* **Task description**: Count the lines in the material that contain the word "cloud", treating uppercase and lowercase as different. Give only the number.

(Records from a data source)

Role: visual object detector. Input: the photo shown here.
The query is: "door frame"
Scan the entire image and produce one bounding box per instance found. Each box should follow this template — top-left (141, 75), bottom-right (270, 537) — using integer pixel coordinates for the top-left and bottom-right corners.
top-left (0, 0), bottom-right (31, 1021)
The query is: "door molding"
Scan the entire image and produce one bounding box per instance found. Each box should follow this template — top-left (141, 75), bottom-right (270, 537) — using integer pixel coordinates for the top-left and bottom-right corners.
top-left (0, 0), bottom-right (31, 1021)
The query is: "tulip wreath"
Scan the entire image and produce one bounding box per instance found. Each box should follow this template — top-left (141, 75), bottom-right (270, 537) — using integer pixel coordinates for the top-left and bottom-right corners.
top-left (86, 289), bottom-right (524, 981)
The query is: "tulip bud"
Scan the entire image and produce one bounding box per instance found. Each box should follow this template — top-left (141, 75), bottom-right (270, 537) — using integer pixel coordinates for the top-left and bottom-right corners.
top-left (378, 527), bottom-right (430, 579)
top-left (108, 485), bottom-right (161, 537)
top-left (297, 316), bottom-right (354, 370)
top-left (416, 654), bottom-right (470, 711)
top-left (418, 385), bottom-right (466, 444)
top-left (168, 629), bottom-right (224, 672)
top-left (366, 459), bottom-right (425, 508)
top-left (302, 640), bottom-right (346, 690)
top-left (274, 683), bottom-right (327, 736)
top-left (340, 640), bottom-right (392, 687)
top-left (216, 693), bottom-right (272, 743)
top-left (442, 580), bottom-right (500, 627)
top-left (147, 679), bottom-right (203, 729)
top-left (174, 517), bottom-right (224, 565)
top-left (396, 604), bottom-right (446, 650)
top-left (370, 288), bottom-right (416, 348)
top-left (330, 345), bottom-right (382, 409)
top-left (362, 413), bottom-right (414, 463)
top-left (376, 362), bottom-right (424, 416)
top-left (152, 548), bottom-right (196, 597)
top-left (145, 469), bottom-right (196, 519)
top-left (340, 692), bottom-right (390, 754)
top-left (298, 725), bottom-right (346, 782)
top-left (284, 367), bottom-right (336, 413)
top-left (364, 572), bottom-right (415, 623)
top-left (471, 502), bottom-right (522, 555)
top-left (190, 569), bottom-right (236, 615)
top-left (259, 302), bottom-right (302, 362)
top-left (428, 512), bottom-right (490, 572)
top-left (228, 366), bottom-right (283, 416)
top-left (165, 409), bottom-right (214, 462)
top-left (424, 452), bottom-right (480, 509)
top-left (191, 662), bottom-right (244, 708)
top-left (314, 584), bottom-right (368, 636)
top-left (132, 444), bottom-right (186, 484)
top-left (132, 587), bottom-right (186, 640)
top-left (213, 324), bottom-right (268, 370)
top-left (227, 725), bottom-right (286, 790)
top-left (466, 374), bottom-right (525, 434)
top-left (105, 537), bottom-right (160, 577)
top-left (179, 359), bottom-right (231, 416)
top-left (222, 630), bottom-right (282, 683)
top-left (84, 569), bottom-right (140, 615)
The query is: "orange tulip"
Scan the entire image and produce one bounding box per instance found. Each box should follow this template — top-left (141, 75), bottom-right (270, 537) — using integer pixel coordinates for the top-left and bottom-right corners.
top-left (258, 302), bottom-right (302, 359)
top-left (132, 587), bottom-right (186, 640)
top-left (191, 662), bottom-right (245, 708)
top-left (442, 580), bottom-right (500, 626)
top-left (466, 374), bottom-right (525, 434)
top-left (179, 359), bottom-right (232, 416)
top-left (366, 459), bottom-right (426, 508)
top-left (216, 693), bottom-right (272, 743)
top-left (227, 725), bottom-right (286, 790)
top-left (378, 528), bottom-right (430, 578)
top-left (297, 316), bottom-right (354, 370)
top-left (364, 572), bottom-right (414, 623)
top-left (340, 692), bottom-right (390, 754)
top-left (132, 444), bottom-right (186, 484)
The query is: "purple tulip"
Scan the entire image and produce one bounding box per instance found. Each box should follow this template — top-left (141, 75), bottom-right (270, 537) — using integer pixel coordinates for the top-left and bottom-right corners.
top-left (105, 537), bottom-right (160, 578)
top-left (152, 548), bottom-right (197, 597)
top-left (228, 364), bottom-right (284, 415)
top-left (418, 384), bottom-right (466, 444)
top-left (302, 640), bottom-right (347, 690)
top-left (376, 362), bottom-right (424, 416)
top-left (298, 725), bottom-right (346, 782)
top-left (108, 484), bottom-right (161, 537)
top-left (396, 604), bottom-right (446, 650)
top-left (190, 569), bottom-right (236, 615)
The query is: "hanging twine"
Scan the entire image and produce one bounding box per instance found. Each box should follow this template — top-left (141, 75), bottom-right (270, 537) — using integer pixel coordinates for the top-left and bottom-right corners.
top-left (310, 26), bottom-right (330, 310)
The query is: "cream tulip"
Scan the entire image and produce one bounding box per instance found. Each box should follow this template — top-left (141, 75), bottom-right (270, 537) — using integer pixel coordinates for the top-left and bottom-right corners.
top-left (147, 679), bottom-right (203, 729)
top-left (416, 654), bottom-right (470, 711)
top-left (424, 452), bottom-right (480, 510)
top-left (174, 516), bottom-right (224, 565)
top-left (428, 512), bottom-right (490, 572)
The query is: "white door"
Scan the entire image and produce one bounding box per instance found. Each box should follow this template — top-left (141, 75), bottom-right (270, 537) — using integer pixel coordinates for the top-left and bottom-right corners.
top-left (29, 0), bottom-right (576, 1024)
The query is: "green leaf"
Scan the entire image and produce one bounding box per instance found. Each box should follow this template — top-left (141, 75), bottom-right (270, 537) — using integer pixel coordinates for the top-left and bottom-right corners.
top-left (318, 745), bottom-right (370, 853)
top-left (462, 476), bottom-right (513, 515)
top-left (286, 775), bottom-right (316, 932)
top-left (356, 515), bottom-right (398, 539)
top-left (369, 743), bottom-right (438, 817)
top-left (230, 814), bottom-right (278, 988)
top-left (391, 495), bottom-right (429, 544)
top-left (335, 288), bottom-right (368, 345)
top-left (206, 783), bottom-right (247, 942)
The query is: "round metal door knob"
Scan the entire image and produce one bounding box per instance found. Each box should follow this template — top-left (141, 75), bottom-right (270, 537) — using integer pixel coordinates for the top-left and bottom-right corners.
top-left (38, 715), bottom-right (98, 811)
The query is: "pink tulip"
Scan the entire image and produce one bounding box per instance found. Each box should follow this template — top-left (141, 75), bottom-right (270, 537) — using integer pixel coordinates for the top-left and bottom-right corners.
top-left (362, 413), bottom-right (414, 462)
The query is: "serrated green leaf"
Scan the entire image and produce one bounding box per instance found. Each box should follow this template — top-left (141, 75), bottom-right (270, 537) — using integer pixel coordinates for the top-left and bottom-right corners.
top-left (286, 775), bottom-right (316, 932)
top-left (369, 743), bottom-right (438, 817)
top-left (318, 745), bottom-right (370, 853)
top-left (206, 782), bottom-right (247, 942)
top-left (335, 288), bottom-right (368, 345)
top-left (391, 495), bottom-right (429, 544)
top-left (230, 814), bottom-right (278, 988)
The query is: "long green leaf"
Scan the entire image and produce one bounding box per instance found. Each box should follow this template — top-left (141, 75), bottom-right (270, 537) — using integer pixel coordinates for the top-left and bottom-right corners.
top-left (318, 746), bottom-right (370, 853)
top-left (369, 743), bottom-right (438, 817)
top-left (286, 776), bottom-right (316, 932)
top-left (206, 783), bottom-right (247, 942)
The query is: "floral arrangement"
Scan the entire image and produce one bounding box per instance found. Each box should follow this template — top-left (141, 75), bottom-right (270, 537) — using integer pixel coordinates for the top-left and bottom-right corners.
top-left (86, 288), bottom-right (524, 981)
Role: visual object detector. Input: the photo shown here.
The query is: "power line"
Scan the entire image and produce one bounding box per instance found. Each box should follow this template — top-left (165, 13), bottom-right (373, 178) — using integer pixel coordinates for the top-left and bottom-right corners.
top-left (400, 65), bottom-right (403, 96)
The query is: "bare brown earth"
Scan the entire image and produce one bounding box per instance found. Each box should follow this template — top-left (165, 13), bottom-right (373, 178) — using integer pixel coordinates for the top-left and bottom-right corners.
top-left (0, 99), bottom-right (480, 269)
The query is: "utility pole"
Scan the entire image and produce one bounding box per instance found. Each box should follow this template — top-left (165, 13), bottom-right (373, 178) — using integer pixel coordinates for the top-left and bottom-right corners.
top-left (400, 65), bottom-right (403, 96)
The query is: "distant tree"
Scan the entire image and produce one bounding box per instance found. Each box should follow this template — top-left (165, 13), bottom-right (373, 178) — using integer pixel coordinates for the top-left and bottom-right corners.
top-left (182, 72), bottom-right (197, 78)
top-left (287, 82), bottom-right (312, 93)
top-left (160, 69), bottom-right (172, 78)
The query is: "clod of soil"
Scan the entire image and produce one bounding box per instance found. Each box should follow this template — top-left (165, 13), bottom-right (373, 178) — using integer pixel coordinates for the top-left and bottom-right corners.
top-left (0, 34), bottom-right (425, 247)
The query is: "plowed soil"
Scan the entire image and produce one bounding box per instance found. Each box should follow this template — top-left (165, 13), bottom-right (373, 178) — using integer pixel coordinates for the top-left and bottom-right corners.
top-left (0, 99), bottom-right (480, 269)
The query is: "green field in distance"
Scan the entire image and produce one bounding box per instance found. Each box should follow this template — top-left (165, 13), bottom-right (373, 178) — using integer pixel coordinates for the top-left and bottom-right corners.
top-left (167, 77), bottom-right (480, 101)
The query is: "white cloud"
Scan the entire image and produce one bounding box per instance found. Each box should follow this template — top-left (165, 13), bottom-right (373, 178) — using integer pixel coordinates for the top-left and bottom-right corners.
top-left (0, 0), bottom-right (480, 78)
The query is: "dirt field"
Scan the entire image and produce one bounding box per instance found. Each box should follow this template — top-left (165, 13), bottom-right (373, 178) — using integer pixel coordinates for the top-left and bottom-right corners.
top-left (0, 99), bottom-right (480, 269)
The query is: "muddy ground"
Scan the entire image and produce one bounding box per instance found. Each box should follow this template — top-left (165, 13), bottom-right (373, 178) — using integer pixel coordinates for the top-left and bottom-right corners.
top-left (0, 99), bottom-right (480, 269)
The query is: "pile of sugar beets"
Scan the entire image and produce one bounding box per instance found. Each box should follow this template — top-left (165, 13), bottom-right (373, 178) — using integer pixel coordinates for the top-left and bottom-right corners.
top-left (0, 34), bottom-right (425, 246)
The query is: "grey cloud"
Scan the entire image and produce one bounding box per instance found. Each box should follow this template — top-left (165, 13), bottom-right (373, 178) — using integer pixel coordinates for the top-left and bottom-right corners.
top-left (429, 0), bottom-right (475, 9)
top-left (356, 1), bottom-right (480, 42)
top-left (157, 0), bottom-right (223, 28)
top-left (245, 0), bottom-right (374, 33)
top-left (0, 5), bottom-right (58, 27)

* **Task output**: 2